** Information provided follows **

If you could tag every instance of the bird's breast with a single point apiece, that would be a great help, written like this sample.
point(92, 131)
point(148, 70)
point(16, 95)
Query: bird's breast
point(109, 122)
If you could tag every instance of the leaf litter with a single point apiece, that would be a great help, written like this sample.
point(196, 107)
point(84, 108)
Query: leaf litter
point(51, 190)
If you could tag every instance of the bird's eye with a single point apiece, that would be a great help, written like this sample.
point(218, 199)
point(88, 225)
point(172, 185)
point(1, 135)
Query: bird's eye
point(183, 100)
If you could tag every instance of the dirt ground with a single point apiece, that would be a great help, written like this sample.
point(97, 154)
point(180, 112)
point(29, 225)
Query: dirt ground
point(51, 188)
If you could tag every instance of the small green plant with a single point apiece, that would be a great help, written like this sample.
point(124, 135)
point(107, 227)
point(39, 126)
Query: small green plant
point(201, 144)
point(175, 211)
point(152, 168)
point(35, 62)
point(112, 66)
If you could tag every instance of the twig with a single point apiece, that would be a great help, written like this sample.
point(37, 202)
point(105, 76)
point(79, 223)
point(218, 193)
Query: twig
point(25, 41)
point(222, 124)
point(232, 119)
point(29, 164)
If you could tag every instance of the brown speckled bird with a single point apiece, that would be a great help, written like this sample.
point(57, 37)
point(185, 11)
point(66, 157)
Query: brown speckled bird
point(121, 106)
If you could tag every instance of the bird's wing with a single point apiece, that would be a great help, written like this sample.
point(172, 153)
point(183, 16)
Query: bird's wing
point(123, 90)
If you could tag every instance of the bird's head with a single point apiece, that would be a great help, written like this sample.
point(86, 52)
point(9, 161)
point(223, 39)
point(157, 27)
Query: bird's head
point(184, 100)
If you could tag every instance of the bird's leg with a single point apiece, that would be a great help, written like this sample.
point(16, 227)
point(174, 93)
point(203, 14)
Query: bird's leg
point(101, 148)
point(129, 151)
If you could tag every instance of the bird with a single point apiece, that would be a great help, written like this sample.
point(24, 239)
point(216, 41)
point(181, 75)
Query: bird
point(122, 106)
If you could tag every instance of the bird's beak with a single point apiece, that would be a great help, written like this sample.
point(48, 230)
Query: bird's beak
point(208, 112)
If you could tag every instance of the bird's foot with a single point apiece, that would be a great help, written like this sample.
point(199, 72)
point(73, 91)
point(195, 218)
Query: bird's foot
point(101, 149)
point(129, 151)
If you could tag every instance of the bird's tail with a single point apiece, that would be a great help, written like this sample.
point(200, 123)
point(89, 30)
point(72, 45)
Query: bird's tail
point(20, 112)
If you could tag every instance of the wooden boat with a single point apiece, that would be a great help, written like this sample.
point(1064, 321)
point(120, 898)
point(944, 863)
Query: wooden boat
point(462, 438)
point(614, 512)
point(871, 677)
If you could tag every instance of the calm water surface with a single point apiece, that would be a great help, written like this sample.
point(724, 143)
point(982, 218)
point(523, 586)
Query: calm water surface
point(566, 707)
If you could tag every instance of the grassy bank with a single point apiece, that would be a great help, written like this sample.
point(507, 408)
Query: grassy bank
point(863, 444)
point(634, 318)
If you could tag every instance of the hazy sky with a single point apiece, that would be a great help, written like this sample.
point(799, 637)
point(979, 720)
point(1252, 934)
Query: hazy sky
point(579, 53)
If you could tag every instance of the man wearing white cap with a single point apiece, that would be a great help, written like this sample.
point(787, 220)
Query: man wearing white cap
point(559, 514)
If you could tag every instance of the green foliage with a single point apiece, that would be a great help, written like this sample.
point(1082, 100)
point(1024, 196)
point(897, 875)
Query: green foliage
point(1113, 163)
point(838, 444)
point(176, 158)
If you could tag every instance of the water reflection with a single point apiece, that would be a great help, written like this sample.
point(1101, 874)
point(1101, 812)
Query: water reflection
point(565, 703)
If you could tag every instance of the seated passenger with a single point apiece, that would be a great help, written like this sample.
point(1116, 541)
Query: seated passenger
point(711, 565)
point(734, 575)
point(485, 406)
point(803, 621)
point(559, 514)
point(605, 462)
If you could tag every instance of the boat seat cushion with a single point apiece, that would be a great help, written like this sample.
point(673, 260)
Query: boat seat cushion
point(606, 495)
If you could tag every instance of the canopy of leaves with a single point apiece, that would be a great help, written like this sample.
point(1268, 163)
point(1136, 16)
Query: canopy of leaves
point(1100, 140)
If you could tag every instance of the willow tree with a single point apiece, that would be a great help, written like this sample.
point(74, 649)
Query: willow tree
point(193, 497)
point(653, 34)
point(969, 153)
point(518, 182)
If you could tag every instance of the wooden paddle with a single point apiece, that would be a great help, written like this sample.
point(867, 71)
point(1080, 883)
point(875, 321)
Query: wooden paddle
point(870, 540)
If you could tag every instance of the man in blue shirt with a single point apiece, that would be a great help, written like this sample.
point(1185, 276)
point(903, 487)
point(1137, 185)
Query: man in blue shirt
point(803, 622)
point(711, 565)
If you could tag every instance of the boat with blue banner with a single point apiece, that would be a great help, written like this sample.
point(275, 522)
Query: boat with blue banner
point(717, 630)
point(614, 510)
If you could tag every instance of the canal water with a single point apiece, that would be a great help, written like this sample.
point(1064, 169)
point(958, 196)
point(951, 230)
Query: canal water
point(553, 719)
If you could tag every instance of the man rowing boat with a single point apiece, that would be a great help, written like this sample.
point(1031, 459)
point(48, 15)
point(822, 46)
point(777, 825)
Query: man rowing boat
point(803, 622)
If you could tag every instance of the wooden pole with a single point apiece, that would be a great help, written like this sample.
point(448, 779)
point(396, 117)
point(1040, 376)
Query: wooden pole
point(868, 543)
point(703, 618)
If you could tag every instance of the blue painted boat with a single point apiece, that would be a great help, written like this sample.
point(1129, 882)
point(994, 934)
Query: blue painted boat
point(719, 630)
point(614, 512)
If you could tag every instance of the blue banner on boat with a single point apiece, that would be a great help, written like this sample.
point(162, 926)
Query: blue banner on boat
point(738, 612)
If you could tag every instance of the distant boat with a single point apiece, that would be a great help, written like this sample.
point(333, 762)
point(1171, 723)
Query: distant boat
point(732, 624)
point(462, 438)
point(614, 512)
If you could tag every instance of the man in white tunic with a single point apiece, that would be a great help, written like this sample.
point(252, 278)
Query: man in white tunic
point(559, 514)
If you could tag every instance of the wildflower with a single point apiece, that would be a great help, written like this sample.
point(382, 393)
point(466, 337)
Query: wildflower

** End of Information provided **

Problem requirements
Please restate every line of the records exactly.

Response area
If you could tag every instance of the bird's breast with a single point apiece, that would be a great help, written like this sample.
point(92, 131)
point(148, 70)
point(16, 95)
Query: bird's breast
point(109, 122)
If you could tag every instance of the leaf litter with a single point apiece, that would be a great help, written like this sample.
point(196, 107)
point(84, 108)
Query: leaf litter
point(51, 190)
If you could tag every instance of the bird's eye with a single point apiece, that would be a great help, written like this sample.
point(218, 199)
point(88, 225)
point(172, 185)
point(1, 135)
Query: bird's eye
point(183, 100)
If you could tag every instance of the dirt ground with a single point apiece, that would be a great help, written like this sample.
point(97, 154)
point(180, 112)
point(29, 225)
Query: dirt ground
point(51, 188)
If you could tag every instance of the small green plant with a single point apiece, that would be a great help, written like this sample.
point(124, 135)
point(107, 227)
point(39, 126)
Query: small green plant
point(201, 144)
point(175, 211)
point(152, 168)
point(35, 62)
point(112, 66)
If you could tag every instance of the twig with a single point apiece, that would be a great help, written like this sample.
point(37, 202)
point(105, 76)
point(79, 223)
point(218, 193)
Query: twig
point(25, 41)
point(222, 124)
point(232, 119)
point(29, 164)
If you could tag every instance of the brown speckled bird with a single point apiece, that would be a great help, written like this sample.
point(57, 37)
point(185, 11)
point(66, 157)
Query: brown speckled bird
point(121, 106)
If you could tag every instance of the bird's wing with a single point apiece, that would be a great help, written like this sample.
point(172, 153)
point(183, 16)
Query: bird's wing
point(123, 90)
If you could tag every instance of the bird's head with a single point apiece, that would be a great help, written like this sample.
point(86, 52)
point(9, 161)
point(223, 39)
point(157, 27)
Query: bird's head
point(184, 100)
If you could tag every instance of the bird's leg with a single point apiece, that would be a great help, written like this sample.
point(16, 227)
point(174, 93)
point(203, 14)
Query: bird's leg
point(101, 148)
point(129, 151)
If you could tag every instance of the bird with a single point apiece, that would be a great help, written like this sample.
point(24, 239)
point(216, 41)
point(181, 75)
Query: bird
point(122, 106)
If you could tag every instance of the bird's beak with a single point apiece, that would be a great help, written like this sample.
point(48, 230)
Query: bird's beak
point(208, 112)
If you could tag every instance of the bird's foot with a single point apiece, that would be a great help, written like this sample.
point(199, 72)
point(73, 91)
point(195, 218)
Query: bird's foot
point(101, 149)
point(129, 151)
If you could tag every instance of the bird's tail with a single point apiece, that would be a great help, written like this sample.
point(200, 123)
point(89, 30)
point(72, 45)
Query: bird's tail
point(20, 112)
If you could tag every instance of the wooden boat with a single point apiece, that would be a great help, written like this sample.
point(1064, 321)
point(120, 898)
point(944, 863)
Query: wooden boat
point(462, 438)
point(614, 512)
point(871, 677)
If you could tag every instance of the calm water surface with a single point apiece, that would be a great help, written like this sample.
point(724, 143)
point(982, 218)
point(523, 586)
Query: calm water surface
point(566, 707)
If you could tag every instance of the grassy bank with a single point apiece, that would be a great help, written like this sample.
point(507, 408)
Query: grassy bank
point(863, 444)
point(634, 318)
If you could tag every instance of the hazy sky with a single point apiece, that would be a great help, written like this sample.
point(799, 637)
point(979, 720)
point(1252, 934)
Query: hazy sky
point(579, 53)
If you could tag every instance of the man wearing white cap with a single point apiece, that would be a great help, written like this sample.
point(787, 220)
Query: man wearing white cap
point(559, 514)
If you could tag every instance of the green foliage with a single point apiece, that would be a great help, written like this sample.
point(1082, 100)
point(1024, 196)
point(897, 875)
Query: green foliage
point(1113, 163)
point(838, 444)
point(176, 158)
If you could tag every instance of the water reflection with a single point apiece, that would be a great help, written like this sample.
point(1101, 874)
point(1101, 812)
Query: water reflection
point(565, 703)
If you could tag every instance of the seated passenger with a single point apiece, that would be a great help, written like this sample.
point(1116, 541)
Query: seated passenger
point(711, 565)
point(734, 575)
point(485, 406)
point(803, 621)
point(559, 514)
point(605, 462)
If you could tag every instance of the boat seat cushion with a single point apiece, that would be a great help, written like this sample.
point(673, 260)
Query: boat seat cushion
point(606, 495)
If you could tag every instance of the canopy of leaves with a single point apiece, that would be a great help, written like this sample.
point(1268, 163)
point(1136, 16)
Query: canopy of leaves
point(1100, 140)
If you could tag every instance of the willow tree with a single point apiece, that would be a great help, written like this sample.
point(74, 649)
Query: willow tree
point(193, 497)
point(653, 34)
point(969, 153)
point(518, 182)
If you could tag every instance of the wooden paddle with a single point apiece, that would be a great help, written like this sample.
point(867, 71)
point(1080, 883)
point(875, 321)
Query: wooden paddle
point(870, 540)
If you could tag every instance of the man in blue shirt with a single point apiece, that would be a great help, written like this sample.
point(1185, 276)
point(903, 487)
point(1137, 185)
Query: man in blue shirt
point(803, 622)
point(711, 565)
If you could tag every instance of the boat with blue banner with a single point apiece, that would be a great help, written like this sample.
point(275, 522)
Query: boat with blue banner
point(717, 630)
point(614, 510)
If you could tag every instance of the canal water with a single point apiece, that would be a great help, written like this sample.
point(1064, 169)
point(958, 196)
point(951, 230)
Query: canal water
point(553, 719)
If you could tag every instance of the man rowing boat with a single point apiece, that would be a great help, written like this sample.
point(1031, 459)
point(48, 15)
point(822, 46)
point(777, 825)
Query: man rowing boat
point(803, 622)
If you could tag every instance of the wooden pole with a single point apiece, that would be a great help, written like this sample.
point(448, 779)
point(396, 117)
point(1040, 376)
Query: wooden pole
point(868, 543)
point(703, 618)
If you could tag every instance of the blue painted boat with a single point apiece, that would be a great help, written like this sample.
point(1129, 882)
point(994, 934)
Query: blue painted boat
point(719, 630)
point(614, 512)
If you could tag every instance of the blue banner on boat with a single point apiece, that would be a great help, written like this sample.
point(162, 926)
Query: blue banner on boat
point(738, 612)
If you could tag every instance of the distant boat with a single point apiece, that would be a great help, written like this sample.
point(333, 762)
point(1171, 723)
Query: distant boat
point(732, 624)
point(462, 438)
point(614, 512)
If you could tag every instance of the man in white tunic with a single point apiece, that would be a great help, written like this sample.
point(252, 278)
Query: man in white tunic
point(559, 514)
If you could tag every instance of the wildflower with a single point apiece, that would be a great help, written like this sample.
point(382, 393)
point(466, 337)
Query: wildflower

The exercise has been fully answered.